+++ Excerpt to read +++

AWS HPC Blog
Harnessing the power of agent-based models for mitigating supply chain risks and managing costs
Supply chains today face major vulnerabilities due to their reliance on traditional methods that only use historical data. This can leave organizations exposed to disruptions or unable to effectively identify weaknesses and prepare for future shocks. The increasing complexity of global supply networks makes this challenge even more acute.
Imagine having complete visibility into your supply chain dynamics, with the ability to stress test against any possible disruption scenario. Picture being able to simultaneously optimize for efficiency, speed, and sustainability while building resilience. The ideal state is a supply chain that can both withstand shocks and perform excellently under normal conditions.

+++ Records +++

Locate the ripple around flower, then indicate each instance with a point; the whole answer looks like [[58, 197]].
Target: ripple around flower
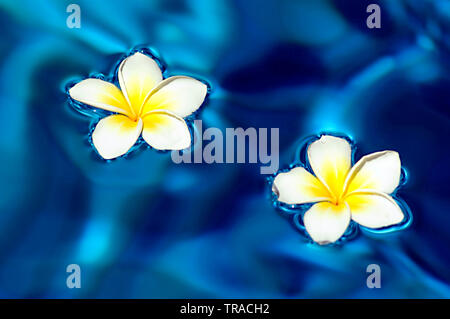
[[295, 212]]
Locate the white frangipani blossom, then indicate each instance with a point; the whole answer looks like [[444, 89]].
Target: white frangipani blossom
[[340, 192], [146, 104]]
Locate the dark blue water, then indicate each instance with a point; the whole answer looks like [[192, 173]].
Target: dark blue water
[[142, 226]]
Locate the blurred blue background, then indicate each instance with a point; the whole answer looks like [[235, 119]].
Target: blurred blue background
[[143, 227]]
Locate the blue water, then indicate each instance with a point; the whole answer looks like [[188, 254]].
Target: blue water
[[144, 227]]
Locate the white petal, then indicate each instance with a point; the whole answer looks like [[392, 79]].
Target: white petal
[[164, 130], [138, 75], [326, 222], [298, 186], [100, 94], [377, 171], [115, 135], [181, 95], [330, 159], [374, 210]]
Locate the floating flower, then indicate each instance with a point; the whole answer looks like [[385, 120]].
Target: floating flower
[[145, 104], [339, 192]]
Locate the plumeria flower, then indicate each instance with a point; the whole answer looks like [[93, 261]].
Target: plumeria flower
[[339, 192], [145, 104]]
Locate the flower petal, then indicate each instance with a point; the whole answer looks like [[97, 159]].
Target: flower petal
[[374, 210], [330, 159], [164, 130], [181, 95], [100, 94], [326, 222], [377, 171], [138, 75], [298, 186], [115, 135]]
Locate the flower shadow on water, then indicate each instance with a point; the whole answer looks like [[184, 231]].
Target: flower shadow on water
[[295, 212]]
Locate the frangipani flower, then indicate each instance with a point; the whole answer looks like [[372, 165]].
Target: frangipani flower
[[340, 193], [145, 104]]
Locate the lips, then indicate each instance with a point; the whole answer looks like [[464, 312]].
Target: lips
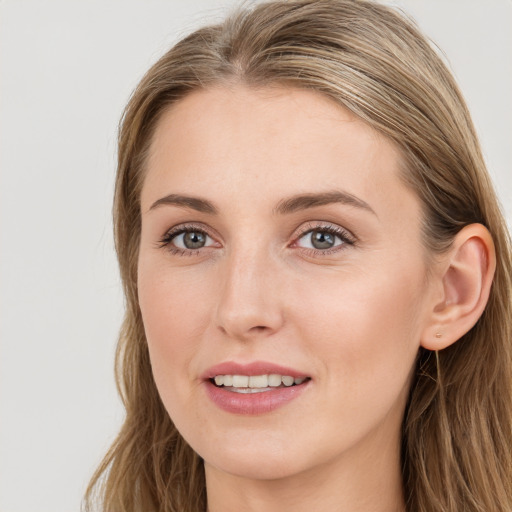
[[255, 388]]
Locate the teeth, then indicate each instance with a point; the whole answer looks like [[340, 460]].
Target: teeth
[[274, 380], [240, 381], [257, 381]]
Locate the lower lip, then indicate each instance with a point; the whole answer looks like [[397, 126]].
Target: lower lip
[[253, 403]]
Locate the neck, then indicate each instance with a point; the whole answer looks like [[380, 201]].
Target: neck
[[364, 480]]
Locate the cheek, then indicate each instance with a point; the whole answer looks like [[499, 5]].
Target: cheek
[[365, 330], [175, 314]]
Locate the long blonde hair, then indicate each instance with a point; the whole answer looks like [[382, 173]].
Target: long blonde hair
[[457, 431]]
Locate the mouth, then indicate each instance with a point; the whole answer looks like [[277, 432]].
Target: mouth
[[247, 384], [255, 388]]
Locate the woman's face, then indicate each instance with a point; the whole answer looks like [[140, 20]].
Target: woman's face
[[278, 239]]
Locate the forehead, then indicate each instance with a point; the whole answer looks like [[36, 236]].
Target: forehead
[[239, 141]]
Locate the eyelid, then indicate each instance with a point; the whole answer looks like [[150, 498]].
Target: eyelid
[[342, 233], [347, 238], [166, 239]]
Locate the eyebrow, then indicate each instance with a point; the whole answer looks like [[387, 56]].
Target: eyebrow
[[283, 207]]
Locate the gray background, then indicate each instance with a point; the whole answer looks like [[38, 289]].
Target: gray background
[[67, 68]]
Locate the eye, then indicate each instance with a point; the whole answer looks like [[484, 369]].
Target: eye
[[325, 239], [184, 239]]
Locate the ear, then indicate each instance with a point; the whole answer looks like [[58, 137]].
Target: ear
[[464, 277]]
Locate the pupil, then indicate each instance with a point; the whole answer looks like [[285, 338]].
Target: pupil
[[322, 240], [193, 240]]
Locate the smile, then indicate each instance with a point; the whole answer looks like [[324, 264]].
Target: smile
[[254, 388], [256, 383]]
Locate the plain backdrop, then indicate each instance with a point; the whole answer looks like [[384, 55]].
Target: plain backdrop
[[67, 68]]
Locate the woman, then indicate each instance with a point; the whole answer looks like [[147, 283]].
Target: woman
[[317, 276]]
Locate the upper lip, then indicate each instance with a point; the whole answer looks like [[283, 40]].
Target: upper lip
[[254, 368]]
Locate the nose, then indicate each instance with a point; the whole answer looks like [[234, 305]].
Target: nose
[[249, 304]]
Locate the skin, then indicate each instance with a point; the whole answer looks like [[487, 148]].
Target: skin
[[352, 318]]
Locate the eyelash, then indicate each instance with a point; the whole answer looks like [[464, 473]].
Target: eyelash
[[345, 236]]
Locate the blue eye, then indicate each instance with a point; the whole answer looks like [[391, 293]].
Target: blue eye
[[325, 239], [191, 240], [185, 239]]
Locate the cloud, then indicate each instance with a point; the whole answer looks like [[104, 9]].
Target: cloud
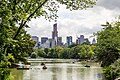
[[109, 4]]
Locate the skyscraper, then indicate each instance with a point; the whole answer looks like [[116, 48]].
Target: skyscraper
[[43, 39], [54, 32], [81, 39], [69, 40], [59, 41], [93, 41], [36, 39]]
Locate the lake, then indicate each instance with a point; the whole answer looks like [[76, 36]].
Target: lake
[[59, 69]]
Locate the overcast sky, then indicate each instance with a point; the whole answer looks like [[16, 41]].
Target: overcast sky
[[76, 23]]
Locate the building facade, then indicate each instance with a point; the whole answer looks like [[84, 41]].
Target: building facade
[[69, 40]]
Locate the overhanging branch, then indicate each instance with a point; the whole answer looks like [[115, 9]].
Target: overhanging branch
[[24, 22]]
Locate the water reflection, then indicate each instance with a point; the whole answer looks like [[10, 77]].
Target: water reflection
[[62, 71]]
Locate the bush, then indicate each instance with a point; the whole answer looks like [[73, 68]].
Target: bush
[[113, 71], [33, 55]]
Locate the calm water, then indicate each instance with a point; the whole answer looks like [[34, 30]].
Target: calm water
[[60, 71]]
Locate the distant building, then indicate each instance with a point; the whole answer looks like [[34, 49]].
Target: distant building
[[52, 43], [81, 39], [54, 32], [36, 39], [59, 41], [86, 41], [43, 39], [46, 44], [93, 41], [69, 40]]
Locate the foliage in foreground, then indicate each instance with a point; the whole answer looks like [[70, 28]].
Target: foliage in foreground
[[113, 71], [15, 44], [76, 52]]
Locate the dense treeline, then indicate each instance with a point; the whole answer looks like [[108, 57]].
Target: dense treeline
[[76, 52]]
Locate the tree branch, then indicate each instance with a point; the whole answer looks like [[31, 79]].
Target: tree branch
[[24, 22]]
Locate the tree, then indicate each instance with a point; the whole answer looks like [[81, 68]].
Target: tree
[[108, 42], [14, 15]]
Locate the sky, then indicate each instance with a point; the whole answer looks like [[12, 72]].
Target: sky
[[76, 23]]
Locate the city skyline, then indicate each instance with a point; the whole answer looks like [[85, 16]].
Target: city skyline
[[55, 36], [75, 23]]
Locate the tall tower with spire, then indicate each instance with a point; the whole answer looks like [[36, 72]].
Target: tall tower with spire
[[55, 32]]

+++

Written task 1:
In the supply chain blog excerpt, copy the passage from "AWS HPC Blog" to "even more acute." word for word.
Written task 2:
For each statement, say yes or no according to the supply chain blog excerpt, and quote the words that decide it. (a) Traditional supply chain methods rely only on historical data. (b) The growing complexity of global supply networks makes the challenge less pressing. (c) The ideal supply chain described is one that performs well only during disruptions.

Task solution 1:
AWS HPC Blog
Harnessing the power of agent-based models for mitigating supply chain risks and managing costs
Supply chains today face major vulnerabilities due to their reliance on traditional methods that only use historical data. This can leave organizations exposed to disruptions or unable to effectively identify weaknesses and prepare for future shocks. The increasing complexity of global supply networks makes this challenge even more acute.

Task solution 2:
(a) Yes: "reliance on traditional methods that only use historical data"
(b) No: "makes this challenge even more acute"
(c) No: "can both withstand shocks and perform excellently under normal conditions"